:: Source material

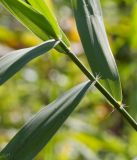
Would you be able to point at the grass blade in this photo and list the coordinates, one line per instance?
(42, 7)
(40, 129)
(14, 61)
(91, 29)
(32, 19)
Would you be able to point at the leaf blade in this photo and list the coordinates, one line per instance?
(42, 7)
(33, 20)
(40, 129)
(14, 61)
(93, 36)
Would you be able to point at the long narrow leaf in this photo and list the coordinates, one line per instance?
(32, 19)
(40, 129)
(14, 61)
(42, 23)
(42, 7)
(91, 28)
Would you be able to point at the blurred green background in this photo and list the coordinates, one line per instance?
(94, 131)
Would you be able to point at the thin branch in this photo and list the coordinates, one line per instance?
(107, 95)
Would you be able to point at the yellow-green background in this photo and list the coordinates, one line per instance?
(93, 131)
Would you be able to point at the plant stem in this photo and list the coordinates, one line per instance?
(118, 106)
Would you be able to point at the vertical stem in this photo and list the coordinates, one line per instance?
(118, 106)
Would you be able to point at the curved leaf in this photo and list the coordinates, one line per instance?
(32, 19)
(14, 61)
(91, 28)
(40, 129)
(42, 7)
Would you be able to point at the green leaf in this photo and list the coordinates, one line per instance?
(42, 7)
(91, 29)
(40, 129)
(38, 18)
(14, 61)
(32, 19)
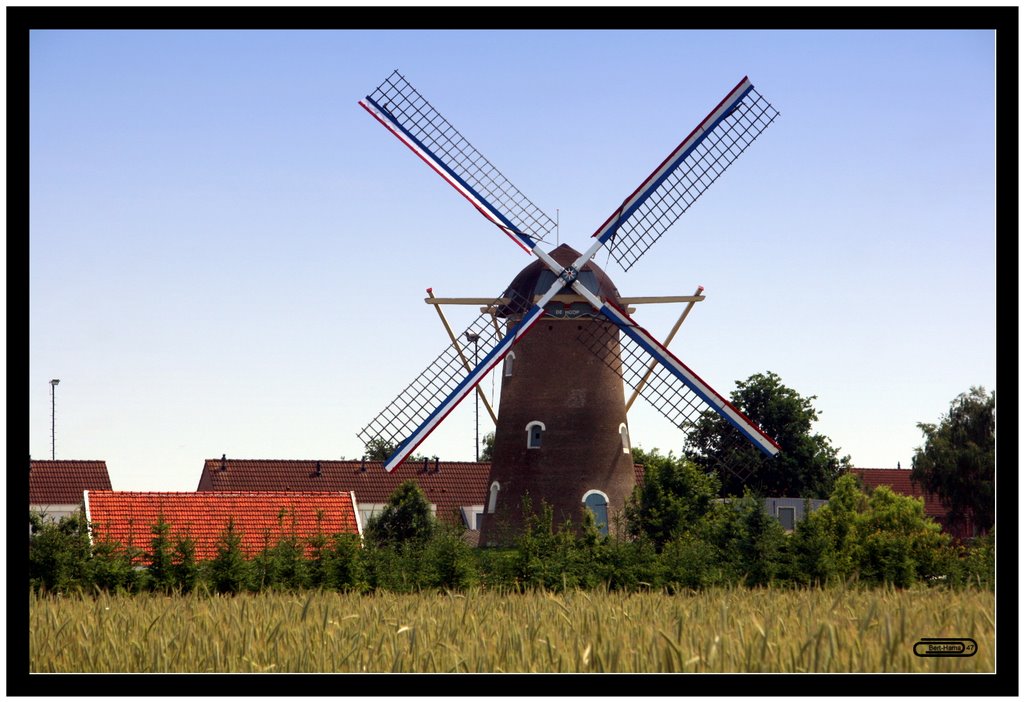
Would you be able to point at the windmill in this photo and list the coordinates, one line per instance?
(561, 434)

::::

Task item =>
Only the lines from the one holding "Would you be able to point at the windmill" through the end of the listing should appear in the response, each restated exactly.

Task result =>
Would you be able to point at the windmill in this photo and list the coordinates, one line per instance?
(561, 434)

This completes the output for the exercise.